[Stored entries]

· · ·

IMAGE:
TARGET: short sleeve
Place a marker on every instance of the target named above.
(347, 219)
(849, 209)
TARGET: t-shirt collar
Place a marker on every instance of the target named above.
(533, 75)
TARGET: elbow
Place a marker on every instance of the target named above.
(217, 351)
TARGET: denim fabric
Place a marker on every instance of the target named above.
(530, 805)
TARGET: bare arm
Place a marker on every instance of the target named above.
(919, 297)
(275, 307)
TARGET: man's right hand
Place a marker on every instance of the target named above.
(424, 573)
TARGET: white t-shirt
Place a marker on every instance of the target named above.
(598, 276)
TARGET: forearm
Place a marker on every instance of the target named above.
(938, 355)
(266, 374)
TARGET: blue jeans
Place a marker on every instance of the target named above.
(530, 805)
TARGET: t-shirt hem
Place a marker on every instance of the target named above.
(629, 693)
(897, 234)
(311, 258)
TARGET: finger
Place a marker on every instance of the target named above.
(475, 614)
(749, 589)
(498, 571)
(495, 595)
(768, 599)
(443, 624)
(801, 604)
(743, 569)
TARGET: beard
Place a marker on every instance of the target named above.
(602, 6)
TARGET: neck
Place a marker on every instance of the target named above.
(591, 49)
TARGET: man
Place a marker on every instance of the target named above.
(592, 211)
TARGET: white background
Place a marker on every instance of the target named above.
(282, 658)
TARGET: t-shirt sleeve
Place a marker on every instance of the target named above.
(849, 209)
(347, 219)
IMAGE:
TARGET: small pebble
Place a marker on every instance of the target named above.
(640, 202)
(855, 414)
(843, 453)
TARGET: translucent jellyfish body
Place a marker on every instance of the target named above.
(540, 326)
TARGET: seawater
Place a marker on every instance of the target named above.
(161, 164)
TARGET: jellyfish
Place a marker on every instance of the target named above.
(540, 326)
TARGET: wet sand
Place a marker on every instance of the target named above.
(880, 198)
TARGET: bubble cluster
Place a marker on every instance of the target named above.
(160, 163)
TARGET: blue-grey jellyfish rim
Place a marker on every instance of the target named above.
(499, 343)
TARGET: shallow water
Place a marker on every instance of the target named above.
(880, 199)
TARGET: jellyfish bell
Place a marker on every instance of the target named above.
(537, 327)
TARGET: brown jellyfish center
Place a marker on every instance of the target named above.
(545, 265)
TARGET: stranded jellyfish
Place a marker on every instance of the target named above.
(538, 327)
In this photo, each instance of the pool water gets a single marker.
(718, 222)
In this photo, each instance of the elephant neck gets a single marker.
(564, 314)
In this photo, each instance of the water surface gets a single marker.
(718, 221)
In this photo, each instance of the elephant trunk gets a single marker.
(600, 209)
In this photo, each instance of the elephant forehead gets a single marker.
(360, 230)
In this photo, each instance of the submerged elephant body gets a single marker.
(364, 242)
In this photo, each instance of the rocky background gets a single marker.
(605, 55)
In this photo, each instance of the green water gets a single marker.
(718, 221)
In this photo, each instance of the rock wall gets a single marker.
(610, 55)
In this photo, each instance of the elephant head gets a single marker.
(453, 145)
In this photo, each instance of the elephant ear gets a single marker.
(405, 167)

· · ·

* [Requirement] Output the entries exactly. Leave nothing out.

* [Solution]
IMAGE:
TARGET: short sleeve
Place a marker on every instance of the target named above.
(347, 219)
(849, 209)
TARGET: t-shirt collar
Place a marker on every instance of the target named above.
(533, 75)
TARGET: elbow
Place a marker on every instance of the target named above.
(217, 351)
TARGET: denim fabric
Place a marker on every instance of the target named above.
(530, 805)
TARGET: bare arm
Place a marker on every instance of the target named above.
(919, 297)
(275, 307)
TARGET: man's right hand
Place a marker on every instance of the target named above.
(424, 573)
TARGET: white t-shirt
Place a marker on every instance of the target named above.
(598, 276)
TARGET: forearm
Place a marker on every instance of the target named above.
(938, 355)
(266, 374)
TARGET: blue jeans
Place a marker on every instance of the target named above.
(530, 805)
TARGET: t-shirt hem
Place a marker on every instance of the target named above.
(629, 693)
(897, 234)
(311, 258)
TARGET: finger
Place a marker on every instance of the target named above.
(475, 614)
(749, 589)
(498, 571)
(495, 595)
(768, 599)
(443, 624)
(801, 604)
(743, 569)
TARGET: beard
Place a marker on every instance of the target named above.
(602, 6)
TARGET: neck
Place a marker on every instance of the target named above.
(591, 49)
TARGET: man
Place a marker on every instance of the target named above.
(592, 211)
TARGET: white background
Place a marker on every instance of the target named above.
(282, 658)
TARGET: t-shirt sleeve
Place a marker on every instance of the target named above.
(849, 209)
(347, 219)
IMAGE:
TARGET: small pebble
Place a marker on every instance of the target named above.
(640, 202)
(855, 414)
(843, 453)
TARGET: translucent jellyfish body
Place a marker on every instance of the target named above.
(540, 326)
TARGET: seawater
Place a marker on every instance of the target named above.
(161, 164)
TARGET: jellyfish
Place a marker on every instance of the target named above.
(540, 326)
TARGET: wet sand
Place a marker on every instance of the target named above.
(880, 198)
TARGET: bubble cluster
Place a marker on every instance of the target named above.
(160, 163)
TARGET: blue-grey jellyfish rim
Place a marker on every instance of the target named above.
(499, 343)
TARGET: shallow water
Place a marker on every instance of the target named above.
(880, 199)
TARGET: jellyfish bell
Place a marker on every instance of the target named above.
(537, 327)
TARGET: brown jellyfish center
Place a marker on every instance of the target named above.
(545, 265)
TARGET: stranded jellyfish
Place a marker on every instance of the target named above.
(538, 327)
In this photo, each instance of the pool water gets a single marker.
(718, 222)
In this photo, each instance of the elephant neck gets a single marker.
(564, 314)
In this photo, each instance of the water surface gets a single marker.
(718, 221)
In this photo, each instance of the elephant trunk gets a single marker.
(600, 209)
In this photo, each instance of the elephant forehead gets a single marker.
(360, 230)
In this photo, each instance of the submerged elephant body gets a single marker.
(364, 242)
In this photo, each instance of the rocky background gets a single marker.
(605, 55)
In this photo, each instance of the green water gets a single marker.
(718, 221)
In this photo, each instance of the rock wall gets a single marker.
(610, 55)
In this photo, each instance of the elephant head gets a single marker.
(453, 145)
In this photo, each instance of the elephant ear gets a single marker.
(405, 167)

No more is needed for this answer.